╔══

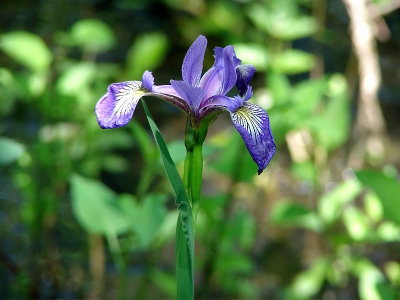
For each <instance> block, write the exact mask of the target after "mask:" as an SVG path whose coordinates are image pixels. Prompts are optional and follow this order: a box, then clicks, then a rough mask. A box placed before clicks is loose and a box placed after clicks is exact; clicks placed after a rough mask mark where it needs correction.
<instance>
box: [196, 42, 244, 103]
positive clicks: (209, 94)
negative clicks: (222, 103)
mask: <svg viewBox="0 0 400 300" xmlns="http://www.w3.org/2000/svg"><path fill="white" fill-rule="evenodd" d="M214 53H215V63H214V65H213V66H212V67H211V69H209V70H208V71H207V72H206V73H205V74H204V75H203V77H202V78H201V80H200V86H201V87H202V88H203V89H204V90H205V96H204V100H206V99H207V98H209V97H212V96H214V95H226V94H227V93H228V92H229V90H230V89H232V87H233V86H234V85H235V82H236V71H235V68H236V67H237V65H238V64H240V60H239V59H237V58H236V55H235V51H234V49H233V46H227V47H225V48H219V47H216V48H215V49H214Z"/></svg>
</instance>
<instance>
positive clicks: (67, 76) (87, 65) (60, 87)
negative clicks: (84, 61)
mask: <svg viewBox="0 0 400 300" xmlns="http://www.w3.org/2000/svg"><path fill="white" fill-rule="evenodd" d="M95 76H96V66H95V65H94V64H91V63H84V62H82V63H77V64H73V65H71V66H69V67H68V68H66V69H65V70H64V71H63V72H62V73H61V75H60V77H59V78H58V81H57V90H58V92H59V93H61V94H64V95H69V96H74V95H79V94H80V93H81V92H82V90H83V89H84V88H86V87H88V86H89V84H90V83H91V82H92V81H93V80H94V78H95Z"/></svg>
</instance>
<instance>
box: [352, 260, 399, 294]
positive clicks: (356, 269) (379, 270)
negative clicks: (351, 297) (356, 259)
mask: <svg viewBox="0 0 400 300" xmlns="http://www.w3.org/2000/svg"><path fill="white" fill-rule="evenodd" d="M354 273H355V275H356V276H357V277H358V278H359V281H358V292H359V295H360V299H361V300H392V299H393V300H394V299H396V297H395V294H394V291H393V290H392V289H391V288H390V286H389V285H388V283H387V281H386V280H385V277H384V276H383V274H382V272H381V271H380V270H379V269H378V268H377V267H376V266H375V265H373V264H372V263H371V262H370V261H368V260H366V259H362V260H359V261H356V262H355V263H354Z"/></svg>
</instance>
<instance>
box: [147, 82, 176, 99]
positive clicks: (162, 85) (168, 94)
mask: <svg viewBox="0 0 400 300" xmlns="http://www.w3.org/2000/svg"><path fill="white" fill-rule="evenodd" d="M152 91H153V92H155V93H162V94H167V95H172V96H175V97H179V98H181V96H180V95H179V94H178V92H177V91H175V89H174V88H173V86H172V85H169V84H168V85H153V90H152Z"/></svg>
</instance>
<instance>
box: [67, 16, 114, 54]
mask: <svg viewBox="0 0 400 300" xmlns="http://www.w3.org/2000/svg"><path fill="white" fill-rule="evenodd" d="M70 36H71V39H72V42H73V44H75V45H77V46H80V47H82V48H84V49H85V50H87V51H91V52H102V51H106V50H109V49H110V48H112V47H113V46H114V45H115V37H114V34H113V32H112V30H111V28H110V27H109V26H108V25H107V24H106V23H104V22H103V21H100V20H97V19H85V20H80V21H78V22H76V23H75V24H74V25H73V26H72V28H71V34H70Z"/></svg>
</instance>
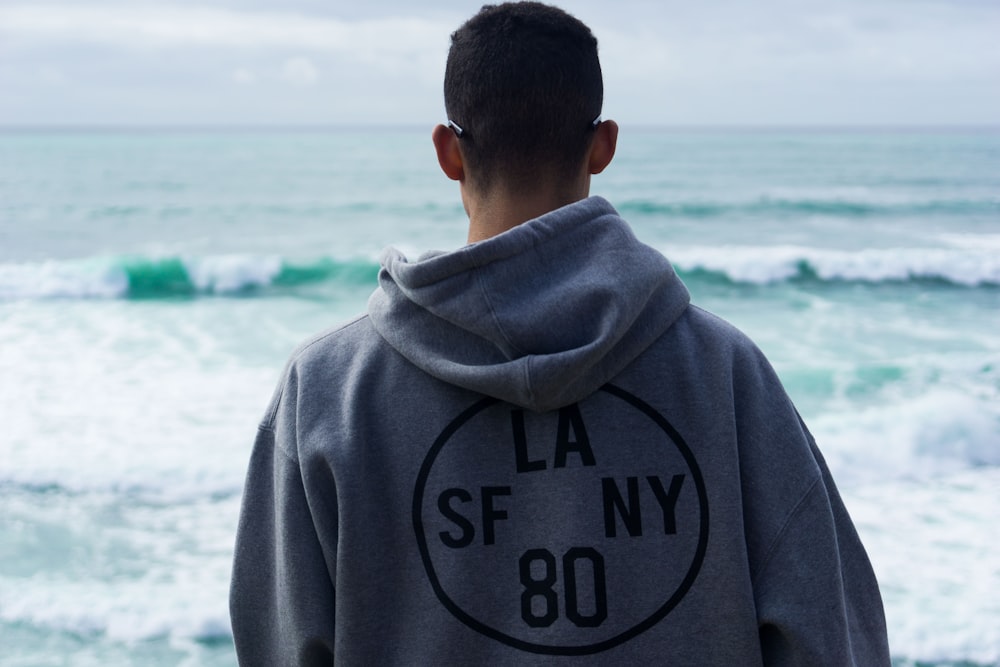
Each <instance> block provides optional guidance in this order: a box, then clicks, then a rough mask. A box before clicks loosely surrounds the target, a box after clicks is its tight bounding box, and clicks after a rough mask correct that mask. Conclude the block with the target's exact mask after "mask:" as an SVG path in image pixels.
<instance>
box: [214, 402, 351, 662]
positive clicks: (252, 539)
mask: <svg viewBox="0 0 1000 667" xmlns="http://www.w3.org/2000/svg"><path fill="white" fill-rule="evenodd" d="M281 412H284V413H286V414H288V413H291V414H292V415H294V411H293V410H291V409H289V408H288V406H287V405H286V406H284V409H280V408H279V417H278V419H277V422H276V423H277V426H276V427H271V426H270V425H269V424H267V423H265V424H264V425H263V426H261V427H260V429H259V431H258V434H257V440H256V442H255V444H254V449H253V454H252V456H251V459H250V467H249V470H248V473H247V480H246V486H245V488H244V492H243V505H242V509H241V513H240V522H239V528H238V531H237V537H236V549H235V554H234V560H233V573H232V583H231V588H230V600H229V604H230V618H231V620H232V628H233V639H234V641H235V644H236V652H237V656H238V658H239V663H240V665H242V666H244V667H247V666H253V665H260V666H262V667H264V666H266V667H274V666H279V665H332V664H333V657H334V619H335V597H334V585H333V578H332V577H333V575H334V570H333V569H331V568H335V555H331V556H330V561H328V560H327V556H328V554H325V553H324V550H323V548H322V546H321V543H320V538H319V537H318V535H317V528H316V526H315V525H314V522H313V513H312V511H311V508H310V502H309V499H308V496H307V493H306V488H305V487H306V485H305V483H304V481H303V477H304V476H303V467H302V465H300V462H299V461H298V460H297V459H296V458H295V457H293V456H292V455H291V454H289V451H292V452H294V451H295V443H294V433H295V429H294V420H286V419H282V418H281V416H280V413H281ZM290 416H291V415H290ZM332 495H333V496H334V497H335V493H334V494H332ZM325 510H326V511H328V510H329V508H325ZM334 510H335V508H334ZM332 516H333V517H336V516H337V515H336V512H335V511H334V512H333V515H332Z"/></svg>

╚══

ACTIVITY: Reading through the records above, report each line in which the string "image" is found.

COMPLETED TASK:
For each <instance> block, write the exact mask of the target after "mask:" as an SVG path whose coordinates are image pixels. Prompts are optional and follow this order: a box, then clicks, then a rough mask. A box placed before clicks is loose and a box placed after clicks is exact; clicks placed after a rough mask mark where it needs correction.
Each <instance> block provides optional guidance in this order: a box, then clicks, then a rough mask. A box before clicks loosely surrounds the target, a box after clicks is its tight bounding box, and clicks after a rough mask correct that mask. Conclude the block with the target's exact mask after "mask:" as an SVG path in image pixels.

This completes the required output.